Work required: Copy exactly the lines of the data below that run from the line holding "point: wrought iron" through the line holding "point: ornate metal", both ends included.

Given data:
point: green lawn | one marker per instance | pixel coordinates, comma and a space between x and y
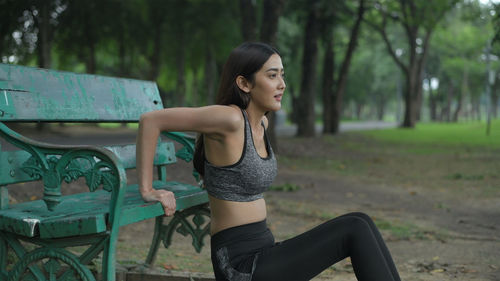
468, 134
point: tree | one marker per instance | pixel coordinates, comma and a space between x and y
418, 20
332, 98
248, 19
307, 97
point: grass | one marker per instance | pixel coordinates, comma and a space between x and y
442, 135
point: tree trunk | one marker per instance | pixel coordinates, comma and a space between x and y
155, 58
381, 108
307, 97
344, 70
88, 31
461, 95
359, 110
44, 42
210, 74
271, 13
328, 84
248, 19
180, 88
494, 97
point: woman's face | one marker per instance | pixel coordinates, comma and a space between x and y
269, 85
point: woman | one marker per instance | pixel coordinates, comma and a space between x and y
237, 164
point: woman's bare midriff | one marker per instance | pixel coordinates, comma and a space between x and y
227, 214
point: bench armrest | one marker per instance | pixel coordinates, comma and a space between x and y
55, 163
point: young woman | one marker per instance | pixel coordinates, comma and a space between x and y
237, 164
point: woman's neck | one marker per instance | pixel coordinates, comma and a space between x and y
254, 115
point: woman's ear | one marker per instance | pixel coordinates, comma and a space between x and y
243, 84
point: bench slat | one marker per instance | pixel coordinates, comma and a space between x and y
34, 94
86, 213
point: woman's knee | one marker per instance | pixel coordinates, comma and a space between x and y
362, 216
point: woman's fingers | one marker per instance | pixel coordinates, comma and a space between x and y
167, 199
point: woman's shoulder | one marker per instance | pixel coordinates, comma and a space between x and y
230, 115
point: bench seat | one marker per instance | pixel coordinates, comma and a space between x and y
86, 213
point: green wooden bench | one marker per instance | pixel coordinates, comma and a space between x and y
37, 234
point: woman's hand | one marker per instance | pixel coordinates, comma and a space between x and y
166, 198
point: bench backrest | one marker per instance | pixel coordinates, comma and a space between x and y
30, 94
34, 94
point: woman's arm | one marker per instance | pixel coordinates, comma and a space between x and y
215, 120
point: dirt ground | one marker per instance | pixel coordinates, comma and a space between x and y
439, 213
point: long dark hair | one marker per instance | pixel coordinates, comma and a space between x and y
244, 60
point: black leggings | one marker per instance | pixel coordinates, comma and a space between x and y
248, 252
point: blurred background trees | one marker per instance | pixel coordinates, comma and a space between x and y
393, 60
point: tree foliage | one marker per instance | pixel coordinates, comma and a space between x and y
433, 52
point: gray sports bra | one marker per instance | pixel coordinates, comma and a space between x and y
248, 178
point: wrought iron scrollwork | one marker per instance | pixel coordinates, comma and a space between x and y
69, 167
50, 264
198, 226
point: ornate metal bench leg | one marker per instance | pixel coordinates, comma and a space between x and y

...

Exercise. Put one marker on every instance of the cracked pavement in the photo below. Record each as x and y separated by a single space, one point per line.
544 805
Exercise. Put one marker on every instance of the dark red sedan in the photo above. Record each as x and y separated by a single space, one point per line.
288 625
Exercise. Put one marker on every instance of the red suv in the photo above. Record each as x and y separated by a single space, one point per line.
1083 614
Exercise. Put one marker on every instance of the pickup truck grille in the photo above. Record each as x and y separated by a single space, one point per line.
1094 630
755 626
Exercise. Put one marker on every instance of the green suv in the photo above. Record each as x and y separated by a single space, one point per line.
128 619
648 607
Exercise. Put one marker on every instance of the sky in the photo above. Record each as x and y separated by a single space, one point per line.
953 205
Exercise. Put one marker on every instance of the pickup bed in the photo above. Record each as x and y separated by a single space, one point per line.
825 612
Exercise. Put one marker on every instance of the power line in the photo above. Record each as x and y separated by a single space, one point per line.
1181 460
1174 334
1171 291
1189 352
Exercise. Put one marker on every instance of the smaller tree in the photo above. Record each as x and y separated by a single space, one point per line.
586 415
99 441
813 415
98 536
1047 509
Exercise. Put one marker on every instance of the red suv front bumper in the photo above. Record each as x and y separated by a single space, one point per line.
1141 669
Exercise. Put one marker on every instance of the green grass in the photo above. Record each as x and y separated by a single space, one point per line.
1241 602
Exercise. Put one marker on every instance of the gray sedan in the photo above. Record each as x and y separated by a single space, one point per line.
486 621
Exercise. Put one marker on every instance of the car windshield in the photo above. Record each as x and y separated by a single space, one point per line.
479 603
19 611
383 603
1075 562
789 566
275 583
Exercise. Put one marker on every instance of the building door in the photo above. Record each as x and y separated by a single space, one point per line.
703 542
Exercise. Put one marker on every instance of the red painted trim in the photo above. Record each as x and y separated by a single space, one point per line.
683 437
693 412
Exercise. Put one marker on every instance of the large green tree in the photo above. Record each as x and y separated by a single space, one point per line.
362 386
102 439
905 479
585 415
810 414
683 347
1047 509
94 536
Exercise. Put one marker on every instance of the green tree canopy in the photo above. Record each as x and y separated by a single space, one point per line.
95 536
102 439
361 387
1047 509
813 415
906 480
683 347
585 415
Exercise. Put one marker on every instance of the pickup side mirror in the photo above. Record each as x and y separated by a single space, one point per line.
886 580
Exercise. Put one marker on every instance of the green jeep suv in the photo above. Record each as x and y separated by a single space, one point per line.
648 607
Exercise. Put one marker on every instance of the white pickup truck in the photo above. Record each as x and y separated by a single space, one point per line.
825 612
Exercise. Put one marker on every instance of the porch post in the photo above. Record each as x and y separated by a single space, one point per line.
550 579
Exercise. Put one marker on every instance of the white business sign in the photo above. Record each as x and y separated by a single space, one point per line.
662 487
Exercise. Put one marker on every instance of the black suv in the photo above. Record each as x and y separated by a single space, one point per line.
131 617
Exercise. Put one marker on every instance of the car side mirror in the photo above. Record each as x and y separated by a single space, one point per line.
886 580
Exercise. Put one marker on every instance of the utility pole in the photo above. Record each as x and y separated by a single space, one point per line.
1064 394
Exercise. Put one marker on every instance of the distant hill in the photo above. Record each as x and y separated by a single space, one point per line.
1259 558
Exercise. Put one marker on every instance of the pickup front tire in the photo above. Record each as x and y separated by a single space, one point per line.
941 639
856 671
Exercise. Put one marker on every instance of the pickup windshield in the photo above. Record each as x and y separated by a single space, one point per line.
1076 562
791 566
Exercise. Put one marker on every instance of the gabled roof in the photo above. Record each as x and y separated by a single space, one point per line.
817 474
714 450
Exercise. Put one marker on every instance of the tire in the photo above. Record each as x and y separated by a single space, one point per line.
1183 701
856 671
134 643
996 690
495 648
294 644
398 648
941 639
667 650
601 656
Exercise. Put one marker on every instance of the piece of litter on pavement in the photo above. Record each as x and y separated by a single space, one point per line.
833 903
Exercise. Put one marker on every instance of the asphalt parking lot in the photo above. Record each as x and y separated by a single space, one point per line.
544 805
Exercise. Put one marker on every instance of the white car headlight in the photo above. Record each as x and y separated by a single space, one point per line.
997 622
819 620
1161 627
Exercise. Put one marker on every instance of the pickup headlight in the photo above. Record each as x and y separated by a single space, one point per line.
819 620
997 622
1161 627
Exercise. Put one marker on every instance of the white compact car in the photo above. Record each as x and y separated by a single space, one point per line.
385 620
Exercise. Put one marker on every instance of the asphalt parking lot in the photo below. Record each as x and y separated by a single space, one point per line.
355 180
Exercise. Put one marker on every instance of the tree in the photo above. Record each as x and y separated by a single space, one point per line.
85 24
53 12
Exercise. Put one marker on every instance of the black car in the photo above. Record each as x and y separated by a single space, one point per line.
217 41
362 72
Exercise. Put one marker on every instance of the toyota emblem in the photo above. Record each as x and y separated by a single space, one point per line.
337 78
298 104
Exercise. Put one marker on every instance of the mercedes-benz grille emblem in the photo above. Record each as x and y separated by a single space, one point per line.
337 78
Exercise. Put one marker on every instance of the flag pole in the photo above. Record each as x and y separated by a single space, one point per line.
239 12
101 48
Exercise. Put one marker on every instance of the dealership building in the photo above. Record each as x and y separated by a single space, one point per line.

Result for this exercise:
point: wrought iron scrollwork | one marker per instance | pixel coordinates, comma and a space between x and y
69, 167
50, 264
198, 226
point: ornate metal bench leg | one marker per instance | pixel coordinates, comma and a space between x and y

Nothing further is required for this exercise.